-------- Data shown

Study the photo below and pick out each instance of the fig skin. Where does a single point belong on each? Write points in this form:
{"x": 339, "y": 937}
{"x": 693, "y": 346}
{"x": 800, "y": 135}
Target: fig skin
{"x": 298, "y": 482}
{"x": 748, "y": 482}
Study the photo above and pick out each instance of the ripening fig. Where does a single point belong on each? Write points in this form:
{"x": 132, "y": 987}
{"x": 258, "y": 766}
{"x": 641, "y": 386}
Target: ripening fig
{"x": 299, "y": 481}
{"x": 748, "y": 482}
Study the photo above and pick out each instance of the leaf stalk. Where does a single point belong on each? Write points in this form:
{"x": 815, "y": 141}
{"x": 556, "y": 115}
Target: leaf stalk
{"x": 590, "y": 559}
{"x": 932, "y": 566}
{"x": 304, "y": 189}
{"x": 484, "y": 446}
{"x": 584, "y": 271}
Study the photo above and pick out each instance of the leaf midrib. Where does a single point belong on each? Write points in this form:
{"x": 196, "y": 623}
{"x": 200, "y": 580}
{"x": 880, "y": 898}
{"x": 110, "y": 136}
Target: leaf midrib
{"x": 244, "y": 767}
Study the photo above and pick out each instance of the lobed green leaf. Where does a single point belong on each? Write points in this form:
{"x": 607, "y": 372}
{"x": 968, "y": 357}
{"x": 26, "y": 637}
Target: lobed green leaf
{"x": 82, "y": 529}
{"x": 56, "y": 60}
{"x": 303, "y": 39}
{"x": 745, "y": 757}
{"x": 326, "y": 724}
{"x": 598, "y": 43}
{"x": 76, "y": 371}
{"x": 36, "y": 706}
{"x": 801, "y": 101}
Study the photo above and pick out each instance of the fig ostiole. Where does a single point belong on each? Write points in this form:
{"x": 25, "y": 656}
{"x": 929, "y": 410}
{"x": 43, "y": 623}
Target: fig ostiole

----------------

§ **Request**:
Output the listing above word for word.

§ **The output**:
Study the photo below and pick out each instance of the fig skin. Where does a single point belong on each? Write points in this form:
{"x": 339, "y": 937}
{"x": 693, "y": 346}
{"x": 800, "y": 135}
Target: fig skin
{"x": 298, "y": 482}
{"x": 748, "y": 482}
Study the photo above and pick out each instance of the ripening fig. Where does a single point belong on each? Write points in this form:
{"x": 132, "y": 987}
{"x": 258, "y": 766}
{"x": 641, "y": 386}
Target: ripening fig
{"x": 299, "y": 481}
{"x": 748, "y": 482}
Study the photo above and pick out each instance of the leaf stalk. Where does a single point belong on each? Write points in this form:
{"x": 815, "y": 141}
{"x": 556, "y": 115}
Target: leaf stalk
{"x": 590, "y": 559}
{"x": 932, "y": 566}
{"x": 304, "y": 189}
{"x": 484, "y": 446}
{"x": 584, "y": 271}
Study the photo above and pick out each instance of the leaf midrib. Where does a single point belong on each? Write points in this form:
{"x": 196, "y": 623}
{"x": 200, "y": 580}
{"x": 880, "y": 898}
{"x": 110, "y": 136}
Target: leaf midrib
{"x": 244, "y": 767}
Study the photo above and pick out each instance of the lobed green leaf. Where does a single point belong on each? Write points in this form:
{"x": 607, "y": 372}
{"x": 968, "y": 357}
{"x": 26, "y": 637}
Target: lobed green leaf
{"x": 82, "y": 529}
{"x": 56, "y": 60}
{"x": 303, "y": 39}
{"x": 745, "y": 757}
{"x": 326, "y": 724}
{"x": 598, "y": 43}
{"x": 76, "y": 371}
{"x": 36, "y": 706}
{"x": 801, "y": 101}
Study the photo above and pick out each instance of the fig ostiole. Where does a single point belong on each? Write points in this form:
{"x": 25, "y": 656}
{"x": 929, "y": 410}
{"x": 43, "y": 623}
Target: fig ostiole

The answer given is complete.